Records
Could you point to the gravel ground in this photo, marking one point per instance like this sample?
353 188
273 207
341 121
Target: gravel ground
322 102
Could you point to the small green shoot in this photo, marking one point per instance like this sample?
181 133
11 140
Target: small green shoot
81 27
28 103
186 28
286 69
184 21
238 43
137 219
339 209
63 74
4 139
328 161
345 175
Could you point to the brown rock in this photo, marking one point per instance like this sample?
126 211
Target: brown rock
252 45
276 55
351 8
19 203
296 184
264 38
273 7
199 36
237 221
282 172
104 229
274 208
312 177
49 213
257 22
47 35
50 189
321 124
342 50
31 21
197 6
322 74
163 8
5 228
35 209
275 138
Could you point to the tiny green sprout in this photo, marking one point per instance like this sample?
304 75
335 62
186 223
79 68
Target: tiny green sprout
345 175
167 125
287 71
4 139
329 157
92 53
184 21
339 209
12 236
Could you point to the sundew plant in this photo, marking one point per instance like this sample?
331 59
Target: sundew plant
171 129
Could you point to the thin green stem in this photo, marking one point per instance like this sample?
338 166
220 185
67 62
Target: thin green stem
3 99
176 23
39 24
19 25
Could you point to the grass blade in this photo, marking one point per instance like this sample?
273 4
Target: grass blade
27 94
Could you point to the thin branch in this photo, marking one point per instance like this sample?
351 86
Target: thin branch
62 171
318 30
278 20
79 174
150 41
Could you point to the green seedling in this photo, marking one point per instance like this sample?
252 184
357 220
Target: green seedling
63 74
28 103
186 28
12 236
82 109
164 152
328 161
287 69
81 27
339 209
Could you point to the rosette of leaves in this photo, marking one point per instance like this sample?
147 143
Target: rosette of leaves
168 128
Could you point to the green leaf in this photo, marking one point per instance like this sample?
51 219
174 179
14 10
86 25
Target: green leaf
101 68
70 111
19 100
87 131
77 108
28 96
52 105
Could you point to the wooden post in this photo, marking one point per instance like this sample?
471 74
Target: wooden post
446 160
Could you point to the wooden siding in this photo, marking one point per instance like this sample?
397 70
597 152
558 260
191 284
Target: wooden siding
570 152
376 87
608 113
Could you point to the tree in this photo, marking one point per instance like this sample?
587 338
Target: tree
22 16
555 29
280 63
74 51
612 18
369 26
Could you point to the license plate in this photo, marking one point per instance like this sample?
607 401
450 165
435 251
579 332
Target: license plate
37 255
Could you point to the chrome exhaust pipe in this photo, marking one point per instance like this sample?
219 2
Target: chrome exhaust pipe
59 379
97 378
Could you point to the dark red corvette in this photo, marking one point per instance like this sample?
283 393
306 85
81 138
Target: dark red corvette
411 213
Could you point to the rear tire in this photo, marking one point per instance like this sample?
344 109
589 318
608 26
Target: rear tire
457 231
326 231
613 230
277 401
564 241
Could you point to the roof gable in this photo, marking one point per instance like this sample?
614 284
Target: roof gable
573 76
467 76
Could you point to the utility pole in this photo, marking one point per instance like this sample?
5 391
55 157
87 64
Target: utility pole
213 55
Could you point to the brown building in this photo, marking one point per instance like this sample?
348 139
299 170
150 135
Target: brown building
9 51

Stated goal
Take the entries and copy them out exactly.

Response
Could you point to the gravel ground in this photo, marking one point per instance like this sample?
353 188
273 207
341 121
Target: gravel ground
322 102
Could you point to the small green shoot in this photo, marking one point per instance like this sample?
181 133
11 140
Target: small green shoot
81 27
28 103
186 28
286 69
184 21
238 43
137 219
339 209
63 74
4 139
328 161
345 175
Could you point to the brown rock in this photo, marking one point per instance like this sample?
126 211
Target: brown rock
252 45
276 55
351 8
19 203
296 184
264 38
273 7
199 36
237 221
282 172
104 229
274 208
312 177
49 213
257 22
47 35
50 189
321 124
342 50
31 21
197 6
322 74
163 8
5 228
35 209
275 138
Could you point to the tiny green sprout in this photo, marking one point per instance like this sample?
304 75
335 62
186 223
79 68
Target: tiny green sprout
345 175
167 125
287 71
4 139
329 157
92 53
184 21
339 209
12 236
Could you point to the sundew plant in this photo, marking one point per instance like this sample?
331 59
Target: sundew plant
171 129
Could you point to the thin green stem in this photo, marking one point per instance like this sample?
338 166
220 185
67 62
Target: thin green stem
3 99
176 23
39 24
19 25
Could you point to the grass blade in this photo, marking one point per instance like this sample?
273 4
Target: grass blade
27 94
Could you point to the thin branch in this photo, marking one point per instance like this sample?
351 86
Target: thin branch
62 171
318 30
278 20
79 174
150 41
Could you point to the green seedling in this photo, marking one point per instance like this sample?
252 184
357 220
Target: green seedling
63 74
28 103
186 28
12 236
82 109
164 152
328 161
287 69
81 27
339 209
Could you point to the rosette of leaves in this photo, marking one point per instance like this sample?
147 143
Target: rosette of leaves
168 128
Could you point to the green leaf in this photo, marking one point per instance like this sample?
51 219
174 179
14 10
86 25
Target: green leaf
101 68
70 111
19 100
87 131
77 108
28 96
52 105
Could you point to the wooden post in this photo, marking one point per instance like this sample?
471 74
Target: wooden post
446 160
Could you point to the wooden siding in this photo, marking one point per instance like this sample?
397 70
597 152
558 260
191 284
Target: wooden siding
570 152
376 87
608 113
Could you point to the tree in this photo, marking one point per instance like this sample?
587 338
Target: tree
22 16
555 29
280 63
74 51
612 18
369 26
Could you point to the license plate in this photo, marking one point per instance like this sample?
607 401
450 165
435 251
579 332
Target: license plate
37 255
Could you point to the chrome exhaust pipe in this photo, marking one point per instance like this sample?
219 2
Target: chrome exhaust pipe
59 379
97 378
Could you point to the dark red corvette in this photo, marking one point per instance like this sample?
283 393
306 85
81 138
Target: dark red corvette
411 213
Could you point to the rear tire in this photo, marking one point per instance like this sample?
344 109
589 318
608 26
Target: rear tire
457 231
326 231
613 230
277 401
564 241
Could you point to the roof gable in this photo, marking one point per instance like this sample?
614 284
Target: roof gable
573 76
467 76
Could you point to the utility pole in this photo, marking one point per instance like this sample?
5 391
55 157
87 64
Target: utility pole
213 55
Could you point to the brown building in this photo, marking one point per instance like this sample?
348 139
299 170
150 135
Target: brown building
9 51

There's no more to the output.